__Texto para análise__.
------------------------------

A disforia de género é uma condição clínica em que existe um conflito entre a perceção do indivíduo sobre as suas características sexuais primárias (dimensão biológica) e o género experienciado (dimensão psicológica). Convém deixar claro alguns pontos para se compreender o que está em causa com a aprovação desta lei:
  1. O mal-estar e o sofrimento psíquico associado a este conflito não se resolvem com uma simples ida ao registo civil para mudar de género. É absolutamente falso que se solucione um problema complexo como este, desta forma tão simples.
  2. Na maioria destes casos existe psicopatologia prévia que tem de ser tratada e acompanhada pelos médicos psiquiatras e outros profissionais de saúde. Por exemplo, comparativamente à população geral há uma maior prevalência de depressão, suicídio, observando-se ainda um número elevado de casos de experiências traumáticas prévias e disfuncionamento familiar. A lei não substituiu a terapia para estes casos, mas dá uma indicação de que a mesma não é necessária.

------------------------------

__Instruções das tarefas__.
A. Segundo o texto sobre a disforia de género, entre que dois elementos existe o conflito que caracteriza esta condição clínica?
B. Continue o texto sobre a disforia de género a partir da última frase apresentada.

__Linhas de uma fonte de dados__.

------------------------------

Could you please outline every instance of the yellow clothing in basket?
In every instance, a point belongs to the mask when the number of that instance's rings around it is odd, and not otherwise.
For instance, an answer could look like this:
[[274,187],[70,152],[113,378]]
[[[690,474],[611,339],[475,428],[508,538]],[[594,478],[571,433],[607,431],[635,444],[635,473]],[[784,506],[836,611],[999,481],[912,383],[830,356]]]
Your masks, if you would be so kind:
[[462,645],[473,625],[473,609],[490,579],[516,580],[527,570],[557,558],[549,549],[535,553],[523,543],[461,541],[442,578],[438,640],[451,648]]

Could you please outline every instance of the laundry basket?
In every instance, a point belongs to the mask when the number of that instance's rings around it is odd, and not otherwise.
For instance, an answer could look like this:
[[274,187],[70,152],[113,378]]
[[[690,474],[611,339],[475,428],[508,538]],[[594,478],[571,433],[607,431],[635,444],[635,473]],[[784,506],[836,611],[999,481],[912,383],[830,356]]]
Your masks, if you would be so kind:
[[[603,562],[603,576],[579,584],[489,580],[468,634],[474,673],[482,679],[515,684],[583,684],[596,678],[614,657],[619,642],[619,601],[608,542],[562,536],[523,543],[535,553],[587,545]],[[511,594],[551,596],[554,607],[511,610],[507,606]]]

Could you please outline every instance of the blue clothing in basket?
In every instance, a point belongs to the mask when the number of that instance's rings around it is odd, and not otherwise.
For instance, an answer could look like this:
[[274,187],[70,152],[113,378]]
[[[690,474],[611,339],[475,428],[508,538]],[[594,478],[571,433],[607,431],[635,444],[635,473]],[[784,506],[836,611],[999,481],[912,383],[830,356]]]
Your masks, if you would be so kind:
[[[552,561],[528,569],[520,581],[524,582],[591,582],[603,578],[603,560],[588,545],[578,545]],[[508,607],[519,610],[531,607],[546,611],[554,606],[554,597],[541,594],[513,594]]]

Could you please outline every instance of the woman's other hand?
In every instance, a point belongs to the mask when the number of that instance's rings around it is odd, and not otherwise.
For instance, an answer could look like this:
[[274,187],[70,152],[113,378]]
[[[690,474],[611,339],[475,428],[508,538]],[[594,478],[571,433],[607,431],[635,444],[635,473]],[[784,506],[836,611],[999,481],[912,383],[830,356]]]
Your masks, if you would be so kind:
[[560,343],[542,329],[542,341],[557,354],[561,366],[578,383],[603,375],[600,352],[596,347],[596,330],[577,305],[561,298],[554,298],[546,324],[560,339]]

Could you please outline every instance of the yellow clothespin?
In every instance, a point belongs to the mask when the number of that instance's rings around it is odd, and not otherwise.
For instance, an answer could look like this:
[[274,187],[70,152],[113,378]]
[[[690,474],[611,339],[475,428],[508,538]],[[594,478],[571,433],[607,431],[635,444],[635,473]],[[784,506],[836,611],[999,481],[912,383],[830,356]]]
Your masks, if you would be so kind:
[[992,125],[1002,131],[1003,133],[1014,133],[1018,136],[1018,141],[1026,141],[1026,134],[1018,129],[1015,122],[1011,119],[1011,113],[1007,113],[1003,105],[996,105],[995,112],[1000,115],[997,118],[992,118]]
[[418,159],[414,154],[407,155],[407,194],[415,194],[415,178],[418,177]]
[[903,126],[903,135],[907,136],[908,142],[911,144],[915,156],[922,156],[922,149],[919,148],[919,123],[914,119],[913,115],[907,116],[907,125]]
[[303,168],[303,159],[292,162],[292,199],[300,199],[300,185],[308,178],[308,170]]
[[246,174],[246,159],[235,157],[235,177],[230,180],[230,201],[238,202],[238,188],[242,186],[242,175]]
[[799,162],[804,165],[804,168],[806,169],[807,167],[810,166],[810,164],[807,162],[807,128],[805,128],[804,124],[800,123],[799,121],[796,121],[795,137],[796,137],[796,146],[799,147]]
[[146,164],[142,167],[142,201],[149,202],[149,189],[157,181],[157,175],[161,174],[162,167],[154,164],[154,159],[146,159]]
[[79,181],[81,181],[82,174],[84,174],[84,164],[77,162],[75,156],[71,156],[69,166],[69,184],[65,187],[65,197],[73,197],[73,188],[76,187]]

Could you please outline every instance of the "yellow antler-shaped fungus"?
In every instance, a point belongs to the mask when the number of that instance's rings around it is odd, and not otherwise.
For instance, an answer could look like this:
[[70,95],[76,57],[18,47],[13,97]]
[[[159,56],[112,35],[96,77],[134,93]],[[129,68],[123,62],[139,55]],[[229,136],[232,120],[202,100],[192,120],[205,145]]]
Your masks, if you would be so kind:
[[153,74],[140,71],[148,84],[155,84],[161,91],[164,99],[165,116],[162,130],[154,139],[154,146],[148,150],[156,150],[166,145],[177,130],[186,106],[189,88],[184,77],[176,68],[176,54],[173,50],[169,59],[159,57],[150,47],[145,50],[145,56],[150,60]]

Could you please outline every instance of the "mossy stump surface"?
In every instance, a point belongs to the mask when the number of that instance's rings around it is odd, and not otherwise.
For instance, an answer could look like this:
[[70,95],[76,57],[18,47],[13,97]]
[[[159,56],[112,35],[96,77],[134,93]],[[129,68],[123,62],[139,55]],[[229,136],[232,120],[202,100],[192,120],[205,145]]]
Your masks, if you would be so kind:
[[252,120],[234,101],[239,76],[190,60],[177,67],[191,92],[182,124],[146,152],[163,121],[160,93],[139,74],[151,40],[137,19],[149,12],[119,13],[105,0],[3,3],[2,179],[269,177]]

------------------------------

__Tarefas resolvidas__.
A. Entre a perceção do indivíduo sobre as suas características sexuais primárias (dimensão biológica) e o género experienciado (dimensão psicológica).

B.
  3. Existem doenças psiquiátricas (por exemplo, a esquizofrenia ou a perturbação dismórfica corporal) que não são verdadeiros casos de disforia do género, mas que se confundem com estes, obrigando a um diagnóstico diferencial. Ora, no registo civil não há psiquiatras de serviço.
  4. Importa sublinhar, sem receios de ser politicamente incorreto, que embora ocorram raras situações em que “os rapazes se sentem raparigas e as raparigas se sentem rapazes”, o ideal e desejável é que haja uma coincidência entre identidade biológica e identidade psicológica/sociocultural da sexualidade. O Estado não deve promover, de forma irresponsável e através de uma lei, essa dessincronia.
Esta lei que foi aprovada é essencialmente ideológica.  Baseia-se na ideologia de género que, pelo seu radicalismo, se opõe à ciência e à boa prática médica. Esta ideologia teve início nos anos 60, na sequência do movimento de contracultura. Nessa altura, a psiquiatria também foi atacada e procuraram destruí-la, negando, por exemplo, a existência de doenças psiquiátricas como a esquizofrenia. Os resultados foram desastrosos, principalmente em Itália, sob a influência de Franco Basaglia, com milhares de doentes a serem privados de cuidados psiquiátricos adequados.  A história repete-se.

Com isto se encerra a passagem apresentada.